Exercise details
Once you find the line with "column 420, row 778" in the entries below, return exactly every line from it through the line with "column 1157, row 294".

Top of Available data

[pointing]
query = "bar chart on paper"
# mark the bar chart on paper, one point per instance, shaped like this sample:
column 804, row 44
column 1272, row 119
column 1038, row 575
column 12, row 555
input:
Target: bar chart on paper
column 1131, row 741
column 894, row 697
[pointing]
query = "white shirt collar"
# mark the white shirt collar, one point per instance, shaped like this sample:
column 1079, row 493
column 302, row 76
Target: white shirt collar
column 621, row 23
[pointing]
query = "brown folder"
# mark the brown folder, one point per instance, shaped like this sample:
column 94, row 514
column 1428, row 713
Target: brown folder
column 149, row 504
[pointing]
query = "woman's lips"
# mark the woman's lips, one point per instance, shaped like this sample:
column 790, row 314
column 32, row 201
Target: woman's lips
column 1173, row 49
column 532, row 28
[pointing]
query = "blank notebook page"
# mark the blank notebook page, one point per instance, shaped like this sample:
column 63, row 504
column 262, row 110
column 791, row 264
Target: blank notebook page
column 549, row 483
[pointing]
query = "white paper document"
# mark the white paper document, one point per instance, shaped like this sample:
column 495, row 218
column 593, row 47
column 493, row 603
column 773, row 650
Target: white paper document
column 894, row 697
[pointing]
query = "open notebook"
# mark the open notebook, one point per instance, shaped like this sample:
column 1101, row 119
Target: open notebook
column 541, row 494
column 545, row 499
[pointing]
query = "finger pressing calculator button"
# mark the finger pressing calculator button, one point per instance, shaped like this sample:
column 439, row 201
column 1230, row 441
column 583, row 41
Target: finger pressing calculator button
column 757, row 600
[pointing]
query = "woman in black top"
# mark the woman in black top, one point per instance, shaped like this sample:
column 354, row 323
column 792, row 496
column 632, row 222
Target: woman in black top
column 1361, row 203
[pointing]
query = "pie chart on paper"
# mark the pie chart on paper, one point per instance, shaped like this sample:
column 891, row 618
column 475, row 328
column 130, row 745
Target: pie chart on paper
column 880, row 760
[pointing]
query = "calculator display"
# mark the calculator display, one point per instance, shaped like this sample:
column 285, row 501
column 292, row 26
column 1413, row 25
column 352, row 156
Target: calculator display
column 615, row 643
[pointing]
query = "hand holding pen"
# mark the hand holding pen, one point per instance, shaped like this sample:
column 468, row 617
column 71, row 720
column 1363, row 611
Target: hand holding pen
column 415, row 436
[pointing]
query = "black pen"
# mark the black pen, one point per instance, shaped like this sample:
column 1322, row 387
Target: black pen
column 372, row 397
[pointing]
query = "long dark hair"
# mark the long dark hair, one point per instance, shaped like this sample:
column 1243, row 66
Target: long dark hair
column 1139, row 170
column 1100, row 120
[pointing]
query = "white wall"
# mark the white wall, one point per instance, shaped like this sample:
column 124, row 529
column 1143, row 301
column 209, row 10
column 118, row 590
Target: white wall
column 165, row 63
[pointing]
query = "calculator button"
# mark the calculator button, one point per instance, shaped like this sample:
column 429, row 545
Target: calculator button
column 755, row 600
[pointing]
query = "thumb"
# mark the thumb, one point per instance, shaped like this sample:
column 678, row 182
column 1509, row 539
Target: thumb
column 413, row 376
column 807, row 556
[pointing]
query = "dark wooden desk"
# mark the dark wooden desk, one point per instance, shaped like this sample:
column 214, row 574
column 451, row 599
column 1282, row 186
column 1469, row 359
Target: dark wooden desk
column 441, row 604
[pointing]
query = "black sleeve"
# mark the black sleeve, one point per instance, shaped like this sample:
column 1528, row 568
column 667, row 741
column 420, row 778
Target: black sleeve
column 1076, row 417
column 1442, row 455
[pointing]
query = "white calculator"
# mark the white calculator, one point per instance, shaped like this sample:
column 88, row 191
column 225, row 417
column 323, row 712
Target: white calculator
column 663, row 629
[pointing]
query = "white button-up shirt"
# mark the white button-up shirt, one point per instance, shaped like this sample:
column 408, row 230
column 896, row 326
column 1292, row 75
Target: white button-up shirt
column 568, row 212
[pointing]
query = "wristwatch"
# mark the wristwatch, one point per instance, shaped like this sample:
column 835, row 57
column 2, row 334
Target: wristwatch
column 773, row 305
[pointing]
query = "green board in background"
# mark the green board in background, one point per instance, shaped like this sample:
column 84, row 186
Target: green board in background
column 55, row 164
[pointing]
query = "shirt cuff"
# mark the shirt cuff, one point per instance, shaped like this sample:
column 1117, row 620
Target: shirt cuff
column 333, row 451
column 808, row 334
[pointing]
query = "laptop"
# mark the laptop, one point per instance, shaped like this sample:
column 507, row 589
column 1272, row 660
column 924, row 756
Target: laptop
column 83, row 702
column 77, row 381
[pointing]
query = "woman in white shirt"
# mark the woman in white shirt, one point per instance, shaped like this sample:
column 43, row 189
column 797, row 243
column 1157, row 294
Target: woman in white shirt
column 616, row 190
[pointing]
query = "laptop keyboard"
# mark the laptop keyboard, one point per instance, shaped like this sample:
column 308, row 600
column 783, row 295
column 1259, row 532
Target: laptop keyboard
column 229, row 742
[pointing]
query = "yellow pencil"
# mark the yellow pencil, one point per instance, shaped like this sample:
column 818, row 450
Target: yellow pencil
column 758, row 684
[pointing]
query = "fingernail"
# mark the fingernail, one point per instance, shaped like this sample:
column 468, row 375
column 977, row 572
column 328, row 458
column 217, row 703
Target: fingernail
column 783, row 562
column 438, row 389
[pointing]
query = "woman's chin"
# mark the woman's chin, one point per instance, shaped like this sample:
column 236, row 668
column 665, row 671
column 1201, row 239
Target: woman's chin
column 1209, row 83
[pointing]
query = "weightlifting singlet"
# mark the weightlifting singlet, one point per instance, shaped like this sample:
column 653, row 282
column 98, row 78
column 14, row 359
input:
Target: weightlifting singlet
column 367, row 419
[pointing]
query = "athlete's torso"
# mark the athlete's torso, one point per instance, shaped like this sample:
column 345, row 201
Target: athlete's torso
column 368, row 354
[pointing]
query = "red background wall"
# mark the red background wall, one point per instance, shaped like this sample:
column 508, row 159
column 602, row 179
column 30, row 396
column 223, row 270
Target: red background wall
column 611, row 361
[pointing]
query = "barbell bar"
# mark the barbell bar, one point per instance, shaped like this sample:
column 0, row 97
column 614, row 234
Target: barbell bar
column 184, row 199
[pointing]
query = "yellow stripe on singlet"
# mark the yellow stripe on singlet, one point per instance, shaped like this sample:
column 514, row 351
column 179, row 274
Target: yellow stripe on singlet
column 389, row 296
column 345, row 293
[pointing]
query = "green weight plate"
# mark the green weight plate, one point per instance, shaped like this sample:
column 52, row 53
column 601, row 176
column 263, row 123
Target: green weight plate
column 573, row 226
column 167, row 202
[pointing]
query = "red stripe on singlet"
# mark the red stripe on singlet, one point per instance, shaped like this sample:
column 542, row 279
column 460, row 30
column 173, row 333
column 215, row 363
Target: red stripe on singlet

Bottom of Available data

Response
column 420, row 778
Target: black sleeve
column 1076, row 417
column 1442, row 455
[pointing]
query = "white calculator"
# mark the white calculator, one point per instance, shaped like this sample:
column 88, row 191
column 225, row 417
column 323, row 712
Target: white calculator
column 663, row 629
[pointing]
query = "white button-up shirt"
# mark the white button-up shirt, one point per instance, shaped like this sample:
column 408, row 230
column 896, row 326
column 1292, row 75
Target: white button-up shirt
column 568, row 212
[pointing]
query = "wristwatch"
# mark the wristwatch, one point per instance, shaped like this sample:
column 835, row 57
column 2, row 334
Target: wristwatch
column 773, row 305
[pointing]
query = "green board in background"
# mark the green board in background, one point per instance, shaped like this sample:
column 84, row 186
Target: green board in background
column 55, row 164
[pointing]
query = "shirt cuff"
# mark the shirt cuff, one point per instance, shaped like this sample:
column 1117, row 620
Target: shirt cuff
column 333, row 451
column 808, row 334
[pointing]
query = "laptop"
# mark the laptop, one point per instance, shaped like this sample:
column 507, row 589
column 1272, row 660
column 924, row 756
Target: laptop
column 83, row 702
column 77, row 381
[pointing]
query = "woman in white shirt"
# mark the woman in white shirt, one point per instance, shaped like this sample:
column 43, row 189
column 797, row 243
column 1157, row 294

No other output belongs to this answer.